- **WHAT TO DO**
Please pick out every line in the data below that contains the word "headdress", and copy each of those lines.

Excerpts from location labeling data
----
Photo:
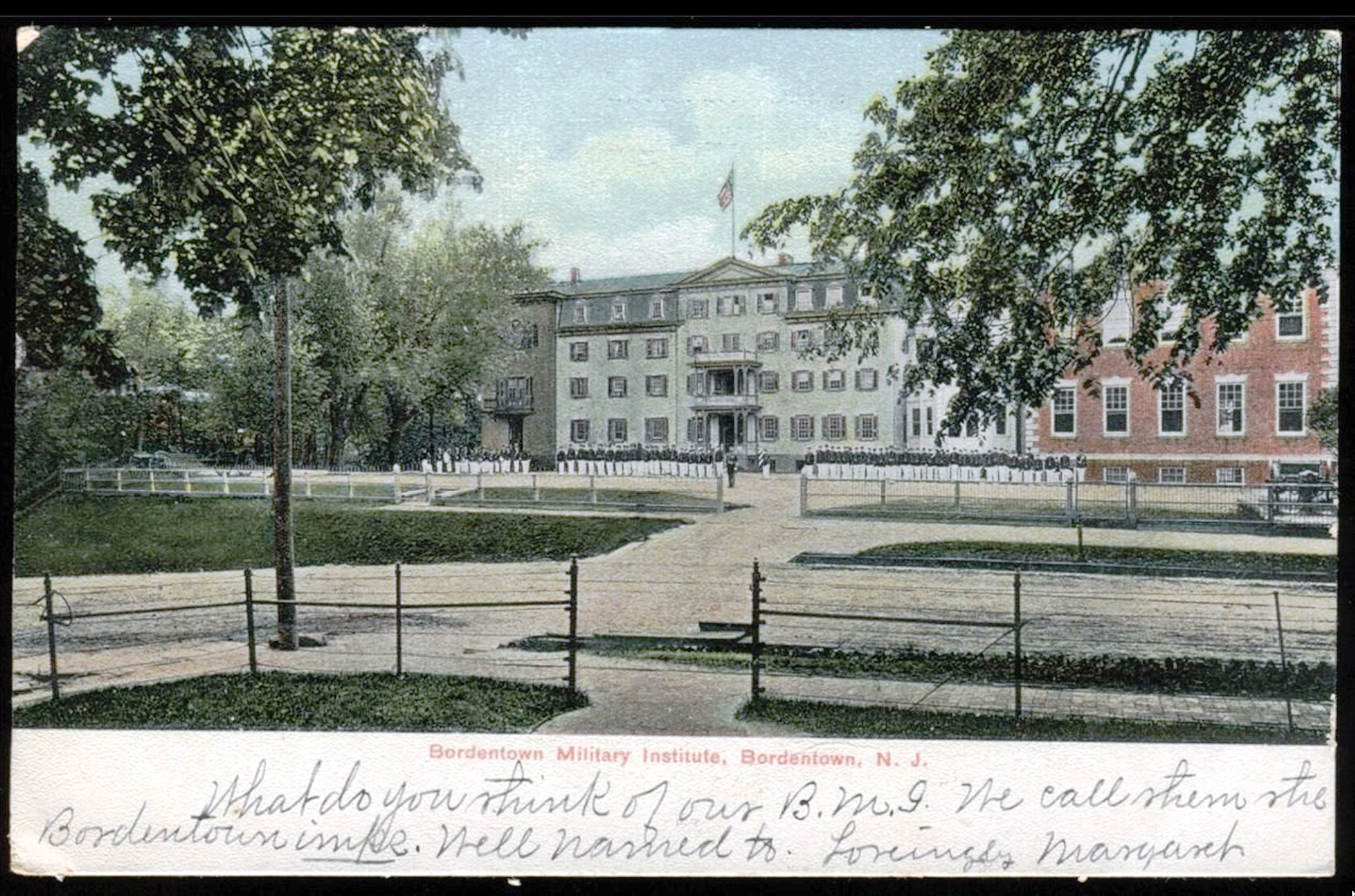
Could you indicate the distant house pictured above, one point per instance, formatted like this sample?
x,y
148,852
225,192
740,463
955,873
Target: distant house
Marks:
x,y
1242,419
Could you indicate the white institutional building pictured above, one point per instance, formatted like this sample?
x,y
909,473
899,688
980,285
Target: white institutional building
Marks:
x,y
730,355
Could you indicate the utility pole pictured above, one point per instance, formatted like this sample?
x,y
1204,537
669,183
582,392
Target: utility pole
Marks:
x,y
284,546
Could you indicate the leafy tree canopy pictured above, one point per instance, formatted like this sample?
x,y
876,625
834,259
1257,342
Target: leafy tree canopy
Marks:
x,y
1324,417
1029,178
57,310
235,149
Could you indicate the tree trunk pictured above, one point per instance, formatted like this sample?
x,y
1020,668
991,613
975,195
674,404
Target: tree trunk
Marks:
x,y
284,547
399,413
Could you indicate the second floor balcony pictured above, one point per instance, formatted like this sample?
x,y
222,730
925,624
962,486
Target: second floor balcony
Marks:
x,y
513,396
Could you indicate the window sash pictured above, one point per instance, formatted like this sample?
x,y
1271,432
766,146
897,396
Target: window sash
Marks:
x,y
1064,412
1172,410
1117,409
656,430
1231,402
1289,408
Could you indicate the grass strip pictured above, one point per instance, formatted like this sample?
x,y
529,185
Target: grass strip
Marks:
x,y
826,719
77,535
286,701
1014,552
1106,671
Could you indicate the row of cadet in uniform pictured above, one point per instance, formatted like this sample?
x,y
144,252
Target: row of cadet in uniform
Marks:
x,y
698,462
948,466
472,461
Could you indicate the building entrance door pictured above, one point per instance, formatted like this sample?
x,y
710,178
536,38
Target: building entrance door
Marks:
x,y
724,432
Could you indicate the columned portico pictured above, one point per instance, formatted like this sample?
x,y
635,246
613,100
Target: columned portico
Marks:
x,y
725,399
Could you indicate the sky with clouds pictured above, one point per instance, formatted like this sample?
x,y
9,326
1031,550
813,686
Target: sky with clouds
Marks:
x,y
612,144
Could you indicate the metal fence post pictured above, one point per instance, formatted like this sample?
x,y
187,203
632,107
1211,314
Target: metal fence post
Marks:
x,y
52,634
1283,665
755,651
400,643
573,627
1016,639
254,659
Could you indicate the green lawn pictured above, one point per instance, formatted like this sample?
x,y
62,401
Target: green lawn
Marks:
x,y
824,719
1132,674
1013,552
638,500
290,701
76,535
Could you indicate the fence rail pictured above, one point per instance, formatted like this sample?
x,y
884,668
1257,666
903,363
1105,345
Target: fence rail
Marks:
x,y
636,493
396,614
1072,501
1081,650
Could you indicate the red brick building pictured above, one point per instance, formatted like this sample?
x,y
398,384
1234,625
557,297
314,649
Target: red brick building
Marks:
x,y
1251,421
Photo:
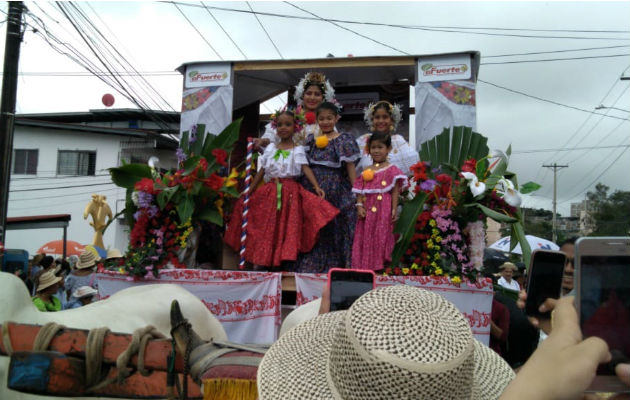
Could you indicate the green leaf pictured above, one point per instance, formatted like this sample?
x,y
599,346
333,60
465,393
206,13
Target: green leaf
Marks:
x,y
127,175
190,165
165,196
185,209
497,216
226,139
529,187
211,215
406,225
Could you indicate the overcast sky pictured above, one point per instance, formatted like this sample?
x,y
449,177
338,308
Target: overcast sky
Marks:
x,y
155,37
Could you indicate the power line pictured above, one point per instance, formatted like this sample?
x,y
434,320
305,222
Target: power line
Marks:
x,y
556,59
347,29
224,31
555,51
197,30
465,30
263,27
549,101
571,149
61,187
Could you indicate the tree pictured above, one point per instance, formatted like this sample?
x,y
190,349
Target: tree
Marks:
x,y
609,215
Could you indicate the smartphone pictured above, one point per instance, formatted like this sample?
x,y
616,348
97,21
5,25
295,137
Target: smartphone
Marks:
x,y
544,280
603,301
347,285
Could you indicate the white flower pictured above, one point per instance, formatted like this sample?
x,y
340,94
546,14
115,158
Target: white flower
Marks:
x,y
476,187
511,196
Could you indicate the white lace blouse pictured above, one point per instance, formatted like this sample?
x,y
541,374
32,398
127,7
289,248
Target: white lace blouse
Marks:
x,y
282,163
402,155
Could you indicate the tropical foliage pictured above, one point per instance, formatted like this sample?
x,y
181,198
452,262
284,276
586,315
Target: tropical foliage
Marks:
x,y
458,183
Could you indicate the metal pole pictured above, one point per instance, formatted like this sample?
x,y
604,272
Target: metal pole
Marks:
x,y
554,235
7,105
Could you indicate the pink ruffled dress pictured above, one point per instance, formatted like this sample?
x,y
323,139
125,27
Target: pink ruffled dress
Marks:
x,y
374,235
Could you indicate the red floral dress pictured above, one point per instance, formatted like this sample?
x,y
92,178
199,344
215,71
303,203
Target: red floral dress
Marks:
x,y
374,235
280,228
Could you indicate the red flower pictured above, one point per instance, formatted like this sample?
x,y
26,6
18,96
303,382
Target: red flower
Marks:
x,y
220,155
470,165
145,185
214,182
309,117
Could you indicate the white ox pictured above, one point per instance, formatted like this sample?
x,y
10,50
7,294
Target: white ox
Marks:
x,y
124,312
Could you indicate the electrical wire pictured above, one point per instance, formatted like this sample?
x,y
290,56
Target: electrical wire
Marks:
x,y
465,30
556,59
549,101
224,31
347,29
265,30
197,30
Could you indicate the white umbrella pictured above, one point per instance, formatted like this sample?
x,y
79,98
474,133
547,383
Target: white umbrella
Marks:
x,y
535,242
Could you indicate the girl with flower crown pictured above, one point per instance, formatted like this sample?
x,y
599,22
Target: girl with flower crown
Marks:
x,y
377,190
332,156
284,218
310,92
384,117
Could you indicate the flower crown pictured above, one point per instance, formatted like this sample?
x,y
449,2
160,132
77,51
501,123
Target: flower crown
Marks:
x,y
298,118
394,111
314,79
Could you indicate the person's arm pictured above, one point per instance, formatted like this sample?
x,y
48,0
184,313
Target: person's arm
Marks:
x,y
256,181
308,172
352,172
395,196
564,365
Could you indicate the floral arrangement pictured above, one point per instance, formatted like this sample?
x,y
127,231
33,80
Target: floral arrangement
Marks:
x,y
452,192
163,208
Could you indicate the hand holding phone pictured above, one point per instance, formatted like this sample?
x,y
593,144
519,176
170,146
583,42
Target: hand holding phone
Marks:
x,y
347,285
544,281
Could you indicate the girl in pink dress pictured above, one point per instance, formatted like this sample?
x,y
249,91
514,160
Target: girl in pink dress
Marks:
x,y
377,190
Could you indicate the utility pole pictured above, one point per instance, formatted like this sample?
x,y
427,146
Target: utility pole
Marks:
x,y
7,106
556,167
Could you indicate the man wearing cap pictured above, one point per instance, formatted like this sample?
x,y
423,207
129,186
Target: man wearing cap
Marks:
x,y
81,297
507,270
45,300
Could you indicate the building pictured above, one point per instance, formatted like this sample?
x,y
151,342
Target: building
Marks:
x,y
61,159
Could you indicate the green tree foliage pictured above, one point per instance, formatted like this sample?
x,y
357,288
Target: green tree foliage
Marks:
x,y
609,213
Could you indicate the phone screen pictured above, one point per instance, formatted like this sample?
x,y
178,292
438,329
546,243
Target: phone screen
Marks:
x,y
347,286
605,305
545,281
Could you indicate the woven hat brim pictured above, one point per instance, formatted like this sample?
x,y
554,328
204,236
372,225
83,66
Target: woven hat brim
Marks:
x,y
295,366
492,374
41,287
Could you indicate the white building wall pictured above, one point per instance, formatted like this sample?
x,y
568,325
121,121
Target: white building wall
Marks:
x,y
48,193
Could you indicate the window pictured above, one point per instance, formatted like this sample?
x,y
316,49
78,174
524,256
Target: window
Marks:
x,y
25,161
76,162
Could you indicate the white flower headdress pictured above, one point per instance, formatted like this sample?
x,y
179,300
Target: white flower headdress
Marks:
x,y
318,79
393,110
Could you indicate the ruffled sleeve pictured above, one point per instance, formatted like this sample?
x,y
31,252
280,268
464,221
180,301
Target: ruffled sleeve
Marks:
x,y
346,148
299,156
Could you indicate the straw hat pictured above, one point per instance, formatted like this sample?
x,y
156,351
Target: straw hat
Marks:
x,y
113,253
397,342
47,279
84,291
87,259
507,265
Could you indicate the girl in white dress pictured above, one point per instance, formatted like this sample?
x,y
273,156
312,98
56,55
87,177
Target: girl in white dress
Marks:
x,y
310,92
384,117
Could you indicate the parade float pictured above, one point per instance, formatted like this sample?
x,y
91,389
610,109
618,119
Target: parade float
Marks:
x,y
171,214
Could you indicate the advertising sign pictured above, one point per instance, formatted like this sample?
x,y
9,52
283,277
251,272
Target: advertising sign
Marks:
x,y
444,68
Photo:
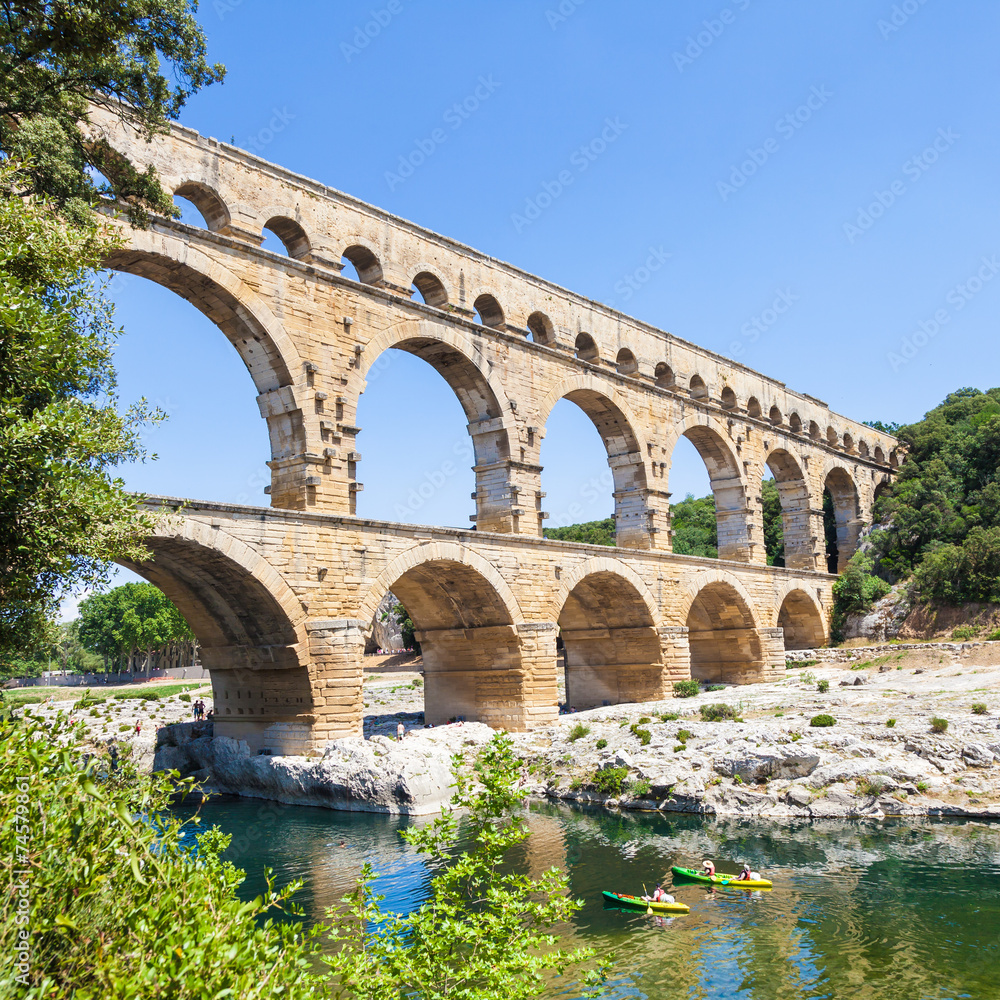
----
- **RESULT OF THE EXERCISE**
Could you indicate the white flower headdress pictured above, one point per instance, formatted like this sample?
Target: white flower headdress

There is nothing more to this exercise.